Work required ▸ From the entries that follow, pick out all lines holding "positive".

Saved entries
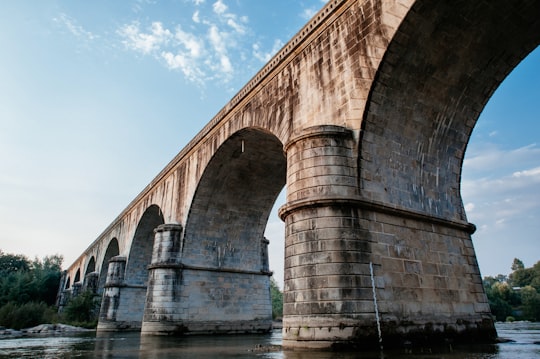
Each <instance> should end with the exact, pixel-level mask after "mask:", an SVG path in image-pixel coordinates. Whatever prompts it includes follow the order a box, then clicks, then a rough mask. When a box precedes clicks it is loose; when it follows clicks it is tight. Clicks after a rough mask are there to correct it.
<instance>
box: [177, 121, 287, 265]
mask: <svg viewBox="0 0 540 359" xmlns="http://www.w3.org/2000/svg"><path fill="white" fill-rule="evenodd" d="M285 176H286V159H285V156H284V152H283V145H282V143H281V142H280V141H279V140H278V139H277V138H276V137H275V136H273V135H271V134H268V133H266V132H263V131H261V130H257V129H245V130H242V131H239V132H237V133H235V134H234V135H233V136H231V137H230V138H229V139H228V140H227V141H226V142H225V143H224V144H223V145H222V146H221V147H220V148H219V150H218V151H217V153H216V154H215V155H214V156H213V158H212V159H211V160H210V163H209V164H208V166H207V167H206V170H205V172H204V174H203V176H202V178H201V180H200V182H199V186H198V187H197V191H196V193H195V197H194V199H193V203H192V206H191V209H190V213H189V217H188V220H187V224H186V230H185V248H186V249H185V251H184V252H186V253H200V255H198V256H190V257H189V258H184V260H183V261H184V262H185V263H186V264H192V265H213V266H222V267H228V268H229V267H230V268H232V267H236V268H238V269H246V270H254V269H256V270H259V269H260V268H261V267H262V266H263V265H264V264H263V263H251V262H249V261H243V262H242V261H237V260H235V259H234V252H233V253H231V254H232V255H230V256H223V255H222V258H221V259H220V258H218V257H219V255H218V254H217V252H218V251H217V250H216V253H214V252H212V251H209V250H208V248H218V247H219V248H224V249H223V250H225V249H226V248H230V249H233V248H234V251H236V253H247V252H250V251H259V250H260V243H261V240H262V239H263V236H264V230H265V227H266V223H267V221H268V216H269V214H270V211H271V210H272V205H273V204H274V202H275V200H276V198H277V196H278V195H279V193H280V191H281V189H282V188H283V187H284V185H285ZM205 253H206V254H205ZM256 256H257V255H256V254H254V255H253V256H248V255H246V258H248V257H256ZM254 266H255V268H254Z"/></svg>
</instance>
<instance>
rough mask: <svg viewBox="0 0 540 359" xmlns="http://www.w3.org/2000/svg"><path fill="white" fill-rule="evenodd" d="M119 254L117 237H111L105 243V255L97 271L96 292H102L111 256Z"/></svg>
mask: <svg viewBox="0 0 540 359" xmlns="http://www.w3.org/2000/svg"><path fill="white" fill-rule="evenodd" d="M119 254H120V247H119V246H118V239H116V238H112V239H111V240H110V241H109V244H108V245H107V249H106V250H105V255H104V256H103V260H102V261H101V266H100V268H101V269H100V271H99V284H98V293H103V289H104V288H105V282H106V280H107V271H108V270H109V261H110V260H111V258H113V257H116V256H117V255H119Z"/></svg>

* * *

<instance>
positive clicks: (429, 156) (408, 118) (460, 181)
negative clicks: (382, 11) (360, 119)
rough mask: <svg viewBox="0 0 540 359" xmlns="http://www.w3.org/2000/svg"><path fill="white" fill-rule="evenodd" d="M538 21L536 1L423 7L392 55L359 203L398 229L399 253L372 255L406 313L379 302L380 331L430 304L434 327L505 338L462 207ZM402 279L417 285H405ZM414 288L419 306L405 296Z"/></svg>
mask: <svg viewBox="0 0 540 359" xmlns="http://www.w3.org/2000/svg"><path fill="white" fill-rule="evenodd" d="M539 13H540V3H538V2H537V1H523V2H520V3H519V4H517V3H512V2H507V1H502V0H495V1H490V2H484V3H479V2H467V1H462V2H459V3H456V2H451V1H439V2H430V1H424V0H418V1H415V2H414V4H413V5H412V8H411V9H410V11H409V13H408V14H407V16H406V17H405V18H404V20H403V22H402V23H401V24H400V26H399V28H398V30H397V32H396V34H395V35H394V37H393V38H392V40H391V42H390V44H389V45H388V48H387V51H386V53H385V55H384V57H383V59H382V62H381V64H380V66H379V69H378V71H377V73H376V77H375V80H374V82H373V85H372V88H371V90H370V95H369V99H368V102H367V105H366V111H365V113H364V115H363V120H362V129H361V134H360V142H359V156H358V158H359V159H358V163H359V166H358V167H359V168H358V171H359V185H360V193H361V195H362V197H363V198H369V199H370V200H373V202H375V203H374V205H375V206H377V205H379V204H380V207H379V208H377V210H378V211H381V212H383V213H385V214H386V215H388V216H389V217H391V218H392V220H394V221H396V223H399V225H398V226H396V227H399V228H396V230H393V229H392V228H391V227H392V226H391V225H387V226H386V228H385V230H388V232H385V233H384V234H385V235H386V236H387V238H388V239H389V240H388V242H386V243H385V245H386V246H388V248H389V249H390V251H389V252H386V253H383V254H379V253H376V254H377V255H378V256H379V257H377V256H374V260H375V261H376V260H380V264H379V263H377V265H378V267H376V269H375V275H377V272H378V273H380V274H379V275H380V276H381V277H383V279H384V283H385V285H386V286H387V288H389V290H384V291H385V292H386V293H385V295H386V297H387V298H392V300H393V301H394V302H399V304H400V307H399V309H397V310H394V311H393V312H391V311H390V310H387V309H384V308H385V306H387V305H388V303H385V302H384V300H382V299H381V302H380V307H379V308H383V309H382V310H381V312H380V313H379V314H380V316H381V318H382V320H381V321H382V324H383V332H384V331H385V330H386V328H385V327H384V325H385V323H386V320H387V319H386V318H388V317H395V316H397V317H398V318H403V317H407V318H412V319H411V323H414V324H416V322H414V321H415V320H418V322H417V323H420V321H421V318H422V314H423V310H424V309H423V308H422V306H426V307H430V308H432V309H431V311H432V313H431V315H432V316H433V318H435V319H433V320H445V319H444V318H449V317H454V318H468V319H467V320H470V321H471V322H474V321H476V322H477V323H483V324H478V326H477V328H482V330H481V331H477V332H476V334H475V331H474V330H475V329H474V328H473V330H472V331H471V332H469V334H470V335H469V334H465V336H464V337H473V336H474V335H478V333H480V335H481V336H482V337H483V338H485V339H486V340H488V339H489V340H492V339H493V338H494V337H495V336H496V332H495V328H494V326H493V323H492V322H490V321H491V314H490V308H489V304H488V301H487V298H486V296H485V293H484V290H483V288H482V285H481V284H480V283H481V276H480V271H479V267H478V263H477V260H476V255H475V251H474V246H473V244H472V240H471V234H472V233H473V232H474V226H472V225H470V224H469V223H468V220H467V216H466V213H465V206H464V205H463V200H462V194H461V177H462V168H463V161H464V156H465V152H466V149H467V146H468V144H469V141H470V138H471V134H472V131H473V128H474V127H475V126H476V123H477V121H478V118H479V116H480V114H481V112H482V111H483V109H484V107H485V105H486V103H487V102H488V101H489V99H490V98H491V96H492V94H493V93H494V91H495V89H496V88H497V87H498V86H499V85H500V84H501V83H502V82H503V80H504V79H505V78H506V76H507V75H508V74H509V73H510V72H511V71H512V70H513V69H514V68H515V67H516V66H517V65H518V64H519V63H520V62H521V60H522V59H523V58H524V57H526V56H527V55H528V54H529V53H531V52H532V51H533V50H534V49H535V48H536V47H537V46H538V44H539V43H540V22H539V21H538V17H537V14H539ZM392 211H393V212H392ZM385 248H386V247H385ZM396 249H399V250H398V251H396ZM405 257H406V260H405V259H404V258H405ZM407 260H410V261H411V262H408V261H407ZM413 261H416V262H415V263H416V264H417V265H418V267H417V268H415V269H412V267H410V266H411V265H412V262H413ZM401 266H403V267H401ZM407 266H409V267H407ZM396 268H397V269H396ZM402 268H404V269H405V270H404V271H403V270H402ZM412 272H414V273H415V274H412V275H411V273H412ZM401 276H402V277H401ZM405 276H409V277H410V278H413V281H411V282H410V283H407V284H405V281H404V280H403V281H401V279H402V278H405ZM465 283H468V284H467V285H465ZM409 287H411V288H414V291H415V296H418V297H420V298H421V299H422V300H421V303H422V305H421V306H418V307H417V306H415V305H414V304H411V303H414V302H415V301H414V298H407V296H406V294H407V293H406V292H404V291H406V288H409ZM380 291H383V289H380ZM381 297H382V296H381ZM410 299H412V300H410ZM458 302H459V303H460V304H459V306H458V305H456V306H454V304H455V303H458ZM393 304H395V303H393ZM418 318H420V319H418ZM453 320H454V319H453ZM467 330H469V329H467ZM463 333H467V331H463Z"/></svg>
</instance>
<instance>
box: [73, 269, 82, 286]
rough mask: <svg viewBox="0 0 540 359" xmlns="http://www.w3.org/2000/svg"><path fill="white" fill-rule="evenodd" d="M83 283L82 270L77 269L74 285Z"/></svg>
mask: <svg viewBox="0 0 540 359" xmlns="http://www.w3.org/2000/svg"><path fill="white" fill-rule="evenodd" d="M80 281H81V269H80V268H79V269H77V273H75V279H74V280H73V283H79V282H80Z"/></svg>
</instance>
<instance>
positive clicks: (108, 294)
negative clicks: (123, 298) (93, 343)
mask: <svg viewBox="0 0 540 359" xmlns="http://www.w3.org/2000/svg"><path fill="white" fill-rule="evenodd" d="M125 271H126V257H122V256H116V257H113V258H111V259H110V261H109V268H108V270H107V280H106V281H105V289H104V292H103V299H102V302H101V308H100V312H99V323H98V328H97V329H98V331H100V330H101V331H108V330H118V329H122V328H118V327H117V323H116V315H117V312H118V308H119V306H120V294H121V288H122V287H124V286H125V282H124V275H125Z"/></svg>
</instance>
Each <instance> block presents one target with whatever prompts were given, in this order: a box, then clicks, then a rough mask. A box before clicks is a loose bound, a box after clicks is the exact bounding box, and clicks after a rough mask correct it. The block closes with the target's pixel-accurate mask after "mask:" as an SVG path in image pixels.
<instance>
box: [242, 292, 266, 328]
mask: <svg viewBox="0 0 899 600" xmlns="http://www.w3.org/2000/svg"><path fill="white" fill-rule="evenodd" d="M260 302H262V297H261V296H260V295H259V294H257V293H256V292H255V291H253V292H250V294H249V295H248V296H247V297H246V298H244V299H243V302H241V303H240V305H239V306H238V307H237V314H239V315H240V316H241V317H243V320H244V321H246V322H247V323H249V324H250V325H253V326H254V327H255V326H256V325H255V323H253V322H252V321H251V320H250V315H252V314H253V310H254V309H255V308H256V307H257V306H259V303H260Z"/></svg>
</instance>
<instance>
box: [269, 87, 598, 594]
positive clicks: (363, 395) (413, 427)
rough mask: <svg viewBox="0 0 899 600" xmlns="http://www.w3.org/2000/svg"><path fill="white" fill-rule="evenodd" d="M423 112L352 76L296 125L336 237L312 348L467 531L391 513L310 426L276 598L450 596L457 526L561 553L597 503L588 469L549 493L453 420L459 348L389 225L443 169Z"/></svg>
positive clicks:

Response to the task ▸
positive clicks: (429, 156) (408, 118) (460, 181)
positive clicks: (108, 294)
positive clicks: (363, 395) (413, 427)
positive clicks:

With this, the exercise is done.